Another debate, another post-debate poll won by an underdog candidate and then hidden by the media outlet commissioning the poll. Sounds outrageous, but it’s almost becoming routine, particularly with Kucinich on the left and Ron Paul on the right.
It happened again after the recent Republican debate on CNBC. Ron Paul’s supporters pounced on the post-debate online poll and gave their man a hefty lead, only to find the poll removed. CNBC.com managing editor Allen Wastler eventually “explained” himself—by saying, petulantly, that he’d do it again.
An Open Letter to the Ron Paul Faithful
You guys are good. Real good. You are truly a force on World Wide Web and I tip my hat to you.
That’s based on my first hand experience of your work regarding our CNBC Republican candidate debate. After the debate, we put up a poll on our Web site asking who readers thought won the debate. You guys flooded it.
Now these Internet polls are admittedly unscientific and subject to hacking. In the end, they are really just a way to engage the reader and take a quick temperature reading of your audience. Nothing more and nothing less. The cyber equivalent of asking the room for a show of hands on a certain question.
So there was our after-debate poll. The numbers grew … 7,000-plus votes after a couple of hours … and Ron Paul was at 75%.
Now Paul is a fine gentleman with some substantial backing and, by the way, was a dynamic presence throughout the debate , but I haven’t seen him pull those kind of numbers in any “legit” poll. Our poll was either hacked or the target of a campaign. So we took the poll down.
The next day, our email basket was flooded with Ron Paul support messages. And the computer logs showed the poll had been hit with traffic from Ron Paul chat sites. I learned other Internet polls that night had been hit in similar fashion. Congratulations. You folks are obviously well-organized and feel strongly about your candidate and I can’t help but admire that.

RECORDS SHOWN:
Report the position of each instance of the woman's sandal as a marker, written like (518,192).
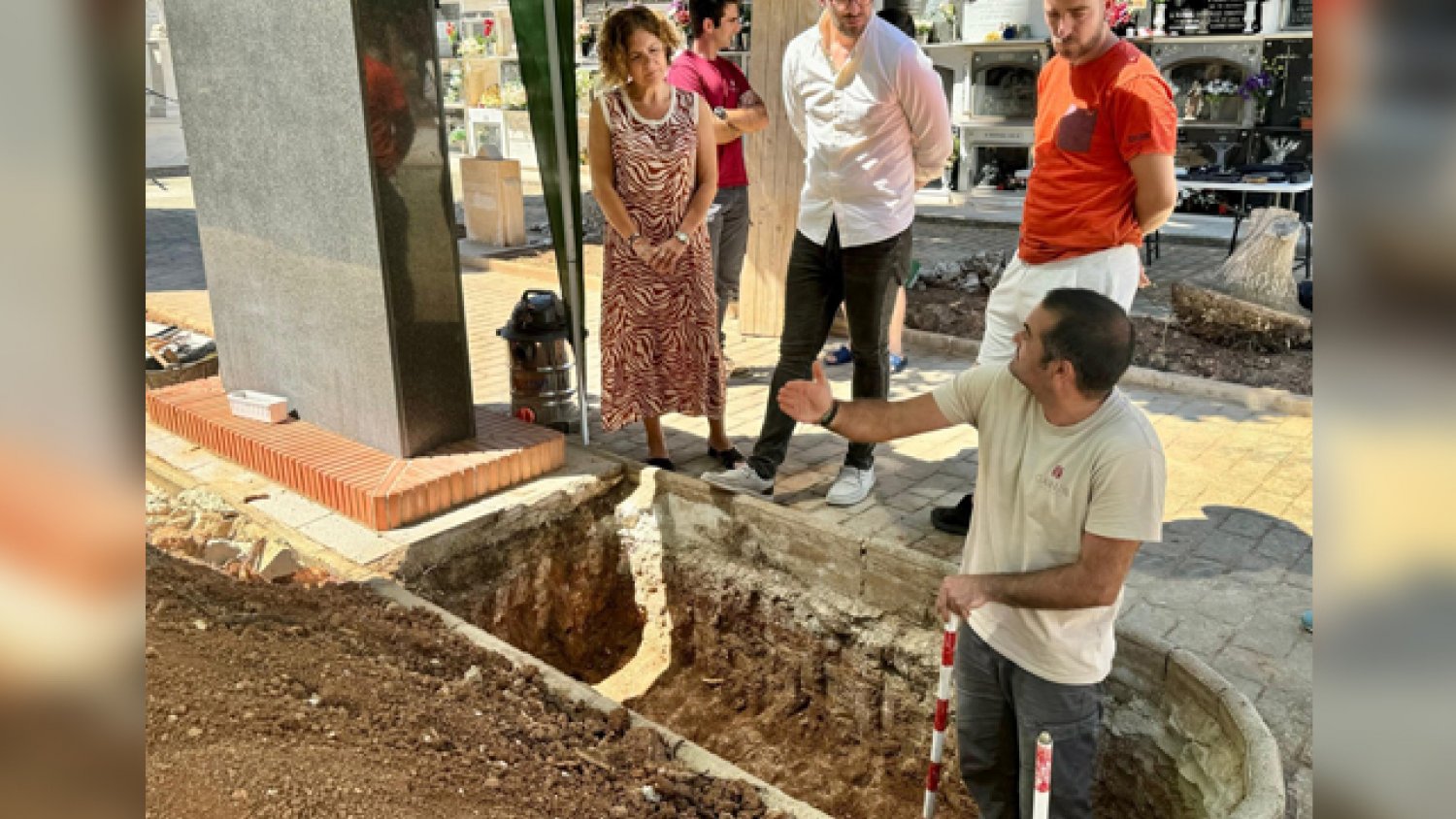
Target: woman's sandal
(730,457)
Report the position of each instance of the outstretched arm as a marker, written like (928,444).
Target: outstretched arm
(1156,189)
(1092,580)
(865,420)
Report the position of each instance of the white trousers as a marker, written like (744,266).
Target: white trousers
(1112,273)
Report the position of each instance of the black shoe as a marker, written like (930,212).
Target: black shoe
(730,457)
(954,519)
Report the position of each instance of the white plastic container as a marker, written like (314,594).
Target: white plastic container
(258,407)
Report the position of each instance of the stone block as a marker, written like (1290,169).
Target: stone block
(277,560)
(220,551)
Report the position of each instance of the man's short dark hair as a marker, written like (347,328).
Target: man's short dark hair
(1092,334)
(900,19)
(701,11)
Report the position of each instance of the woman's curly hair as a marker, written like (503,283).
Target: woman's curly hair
(619,26)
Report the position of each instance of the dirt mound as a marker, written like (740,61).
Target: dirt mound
(815,714)
(268,700)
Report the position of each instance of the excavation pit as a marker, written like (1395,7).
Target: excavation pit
(807,655)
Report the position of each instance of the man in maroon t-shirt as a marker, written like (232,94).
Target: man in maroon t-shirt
(739,111)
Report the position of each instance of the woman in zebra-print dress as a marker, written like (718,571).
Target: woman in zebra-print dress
(654,172)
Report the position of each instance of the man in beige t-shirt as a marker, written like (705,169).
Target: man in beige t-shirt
(1071,483)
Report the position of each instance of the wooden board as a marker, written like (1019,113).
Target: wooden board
(775,162)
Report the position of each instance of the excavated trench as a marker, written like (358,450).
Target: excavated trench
(817,693)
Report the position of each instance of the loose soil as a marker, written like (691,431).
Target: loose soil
(281,700)
(846,732)
(1161,345)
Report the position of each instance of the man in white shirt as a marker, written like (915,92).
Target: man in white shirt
(870,111)
(1072,481)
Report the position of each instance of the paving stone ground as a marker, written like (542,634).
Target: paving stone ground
(1228,582)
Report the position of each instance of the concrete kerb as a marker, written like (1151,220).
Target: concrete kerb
(1251,398)
(314,553)
(1264,795)
(835,559)
(839,560)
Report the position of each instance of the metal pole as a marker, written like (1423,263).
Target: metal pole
(943,710)
(568,217)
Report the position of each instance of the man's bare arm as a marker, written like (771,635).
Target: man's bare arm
(868,420)
(1156,189)
(742,121)
(1092,580)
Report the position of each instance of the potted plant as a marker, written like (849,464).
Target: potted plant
(585,37)
(1223,99)
(678,14)
(1118,16)
(945,23)
(1258,87)
(922,31)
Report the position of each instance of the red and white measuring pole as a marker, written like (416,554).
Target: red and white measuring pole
(1042,790)
(943,714)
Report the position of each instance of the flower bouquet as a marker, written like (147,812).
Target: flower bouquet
(1260,87)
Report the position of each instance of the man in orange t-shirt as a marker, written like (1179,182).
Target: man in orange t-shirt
(1101,180)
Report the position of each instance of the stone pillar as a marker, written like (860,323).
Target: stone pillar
(317,157)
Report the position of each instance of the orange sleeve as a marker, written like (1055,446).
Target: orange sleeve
(1143,118)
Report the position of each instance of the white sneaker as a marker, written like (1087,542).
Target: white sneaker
(740,478)
(850,486)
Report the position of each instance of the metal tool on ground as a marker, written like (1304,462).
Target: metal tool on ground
(943,714)
(1042,789)
(539,338)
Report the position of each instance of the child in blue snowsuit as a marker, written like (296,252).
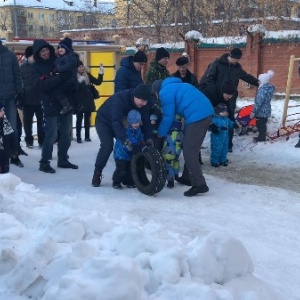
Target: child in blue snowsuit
(219,138)
(122,154)
(171,151)
(262,107)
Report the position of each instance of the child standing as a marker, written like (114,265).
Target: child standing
(219,138)
(262,107)
(67,62)
(122,154)
(7,142)
(172,149)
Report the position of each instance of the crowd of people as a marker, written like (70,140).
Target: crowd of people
(172,112)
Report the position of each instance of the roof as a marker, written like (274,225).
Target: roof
(62,5)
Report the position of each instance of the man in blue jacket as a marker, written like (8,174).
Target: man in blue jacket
(188,102)
(129,74)
(109,123)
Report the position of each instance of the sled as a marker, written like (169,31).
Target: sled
(285,131)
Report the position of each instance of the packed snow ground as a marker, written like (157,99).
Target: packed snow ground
(62,239)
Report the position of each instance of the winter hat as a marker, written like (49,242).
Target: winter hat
(156,86)
(28,51)
(134,117)
(143,91)
(161,53)
(182,60)
(66,43)
(140,56)
(153,118)
(236,53)
(228,88)
(221,107)
(265,77)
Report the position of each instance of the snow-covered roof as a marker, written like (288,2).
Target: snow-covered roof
(62,5)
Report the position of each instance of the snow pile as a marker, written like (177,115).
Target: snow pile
(51,252)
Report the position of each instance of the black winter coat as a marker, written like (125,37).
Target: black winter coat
(46,82)
(127,76)
(10,75)
(189,78)
(221,70)
(30,92)
(84,93)
(116,108)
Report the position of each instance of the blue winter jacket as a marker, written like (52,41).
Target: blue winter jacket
(116,108)
(127,76)
(262,107)
(135,136)
(182,99)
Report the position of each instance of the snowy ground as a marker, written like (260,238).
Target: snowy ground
(60,238)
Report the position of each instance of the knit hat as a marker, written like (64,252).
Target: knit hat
(28,51)
(143,91)
(265,77)
(134,117)
(66,43)
(182,60)
(221,107)
(140,56)
(161,53)
(228,88)
(236,53)
(156,86)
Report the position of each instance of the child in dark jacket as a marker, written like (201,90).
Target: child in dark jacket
(67,61)
(123,154)
(219,138)
(7,143)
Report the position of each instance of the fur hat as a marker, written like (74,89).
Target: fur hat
(156,86)
(161,53)
(66,43)
(140,56)
(28,51)
(182,60)
(265,77)
(236,53)
(134,117)
(143,91)
(221,107)
(228,88)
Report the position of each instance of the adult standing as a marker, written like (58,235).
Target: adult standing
(158,66)
(224,68)
(109,123)
(10,89)
(189,103)
(47,84)
(184,73)
(86,99)
(129,75)
(31,103)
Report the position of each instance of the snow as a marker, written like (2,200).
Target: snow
(62,239)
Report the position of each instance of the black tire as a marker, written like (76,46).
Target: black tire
(157,167)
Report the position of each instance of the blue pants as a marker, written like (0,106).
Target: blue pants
(64,125)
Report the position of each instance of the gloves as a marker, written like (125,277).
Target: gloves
(81,79)
(150,142)
(101,69)
(214,128)
(128,145)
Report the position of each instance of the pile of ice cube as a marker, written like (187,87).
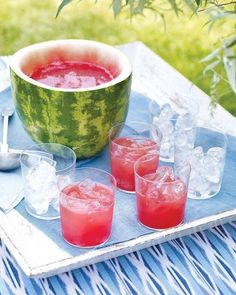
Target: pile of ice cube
(177,131)
(41,187)
(206,172)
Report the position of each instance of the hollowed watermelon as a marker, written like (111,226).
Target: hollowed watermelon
(79,118)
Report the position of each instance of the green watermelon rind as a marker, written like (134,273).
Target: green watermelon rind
(54,116)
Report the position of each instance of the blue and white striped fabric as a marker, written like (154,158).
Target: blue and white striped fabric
(201,263)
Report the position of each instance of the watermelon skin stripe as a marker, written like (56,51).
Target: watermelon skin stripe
(80,120)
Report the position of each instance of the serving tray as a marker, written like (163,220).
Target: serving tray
(38,247)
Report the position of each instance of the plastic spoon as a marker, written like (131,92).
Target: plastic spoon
(9,160)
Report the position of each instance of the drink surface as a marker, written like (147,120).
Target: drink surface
(161,199)
(86,213)
(72,74)
(124,151)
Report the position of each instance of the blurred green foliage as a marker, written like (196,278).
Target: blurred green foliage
(184,42)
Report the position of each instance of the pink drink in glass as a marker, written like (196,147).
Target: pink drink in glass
(124,151)
(161,198)
(86,210)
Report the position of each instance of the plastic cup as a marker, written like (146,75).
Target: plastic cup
(128,142)
(41,165)
(161,193)
(86,206)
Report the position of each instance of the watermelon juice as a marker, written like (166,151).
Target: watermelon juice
(160,198)
(72,74)
(124,151)
(86,210)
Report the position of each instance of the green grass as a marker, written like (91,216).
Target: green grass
(182,45)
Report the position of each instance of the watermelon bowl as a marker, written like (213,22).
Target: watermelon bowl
(79,118)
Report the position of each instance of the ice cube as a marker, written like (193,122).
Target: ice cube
(185,122)
(37,203)
(86,185)
(152,191)
(166,112)
(166,127)
(164,174)
(184,139)
(167,147)
(212,168)
(173,190)
(41,187)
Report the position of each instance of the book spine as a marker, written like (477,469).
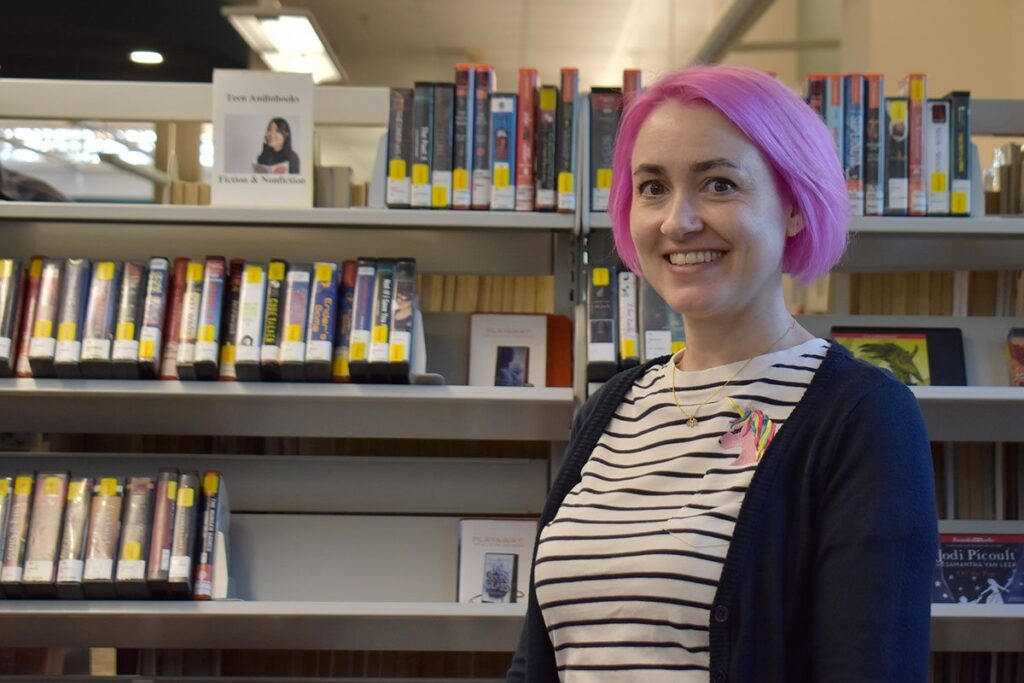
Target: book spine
(913,87)
(443,121)
(339,370)
(71,319)
(98,328)
(165,502)
(293,343)
(363,319)
(402,319)
(853,163)
(632,85)
(269,353)
(6,491)
(815,95)
(423,123)
(229,322)
(323,319)
(133,550)
(44,529)
(875,194)
(465,99)
(171,330)
(104,531)
(526,136)
(380,340)
(602,356)
(503,148)
(896,125)
(71,559)
(547,143)
(10,282)
(179,573)
(32,282)
(210,524)
(44,329)
(17,532)
(131,306)
(629,335)
(192,303)
(960,131)
(835,111)
(937,156)
(210,314)
(654,331)
(604,107)
(483,87)
(249,335)
(565,152)
(399,150)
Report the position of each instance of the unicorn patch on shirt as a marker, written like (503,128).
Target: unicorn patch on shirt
(752,431)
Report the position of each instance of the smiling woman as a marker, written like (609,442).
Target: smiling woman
(758,507)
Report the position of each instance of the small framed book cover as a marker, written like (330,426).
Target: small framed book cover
(494,559)
(508,350)
(263,138)
(1015,355)
(918,356)
(980,562)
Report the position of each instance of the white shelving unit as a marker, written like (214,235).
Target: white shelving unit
(329,580)
(339,552)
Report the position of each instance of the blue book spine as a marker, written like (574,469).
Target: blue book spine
(853,162)
(503,146)
(835,116)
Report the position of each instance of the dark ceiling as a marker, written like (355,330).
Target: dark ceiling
(91,39)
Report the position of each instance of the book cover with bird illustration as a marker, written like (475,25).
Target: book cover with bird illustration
(918,356)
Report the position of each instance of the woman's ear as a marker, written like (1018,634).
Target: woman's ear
(795,224)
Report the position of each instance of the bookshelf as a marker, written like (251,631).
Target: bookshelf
(346,549)
(413,502)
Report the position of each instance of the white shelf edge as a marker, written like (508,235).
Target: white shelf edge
(137,100)
(439,627)
(286,410)
(173,388)
(210,215)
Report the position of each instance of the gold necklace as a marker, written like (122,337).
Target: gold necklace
(691,420)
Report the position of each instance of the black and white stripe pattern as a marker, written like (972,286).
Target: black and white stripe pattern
(627,571)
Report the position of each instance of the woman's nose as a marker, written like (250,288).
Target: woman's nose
(683,217)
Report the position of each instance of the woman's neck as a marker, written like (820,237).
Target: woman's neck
(719,341)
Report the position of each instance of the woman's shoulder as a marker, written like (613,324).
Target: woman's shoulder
(855,380)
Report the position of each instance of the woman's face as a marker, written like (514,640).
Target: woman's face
(707,218)
(273,137)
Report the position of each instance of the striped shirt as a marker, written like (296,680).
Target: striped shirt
(627,571)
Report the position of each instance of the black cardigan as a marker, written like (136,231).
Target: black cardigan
(827,579)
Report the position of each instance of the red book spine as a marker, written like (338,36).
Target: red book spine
(632,85)
(168,369)
(31,289)
(526,125)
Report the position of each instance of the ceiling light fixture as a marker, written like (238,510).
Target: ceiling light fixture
(146,57)
(287,39)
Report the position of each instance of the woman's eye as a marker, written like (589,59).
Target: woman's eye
(721,185)
(650,188)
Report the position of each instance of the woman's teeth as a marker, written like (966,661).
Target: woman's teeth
(691,257)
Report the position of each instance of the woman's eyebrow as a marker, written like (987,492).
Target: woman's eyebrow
(649,169)
(704,166)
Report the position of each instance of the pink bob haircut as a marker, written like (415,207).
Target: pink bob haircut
(792,138)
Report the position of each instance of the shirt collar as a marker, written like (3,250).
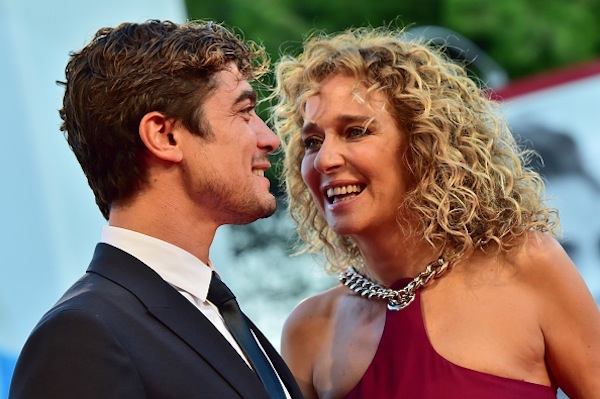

REQUIRED TASK:
Answer these from the CNBC debate poll text:
(a) What is the name of the CNBC.com managing editor?
(b) How many votes had the poll drawn after a couple of hours?
(c) What did the computer logs show about the poll?

RESULT FOR THIS TASK:
(a) Allen Wastler
(b) 7,000-plus
(c) The poll had been hit with traffic from Ron Paul chat sites.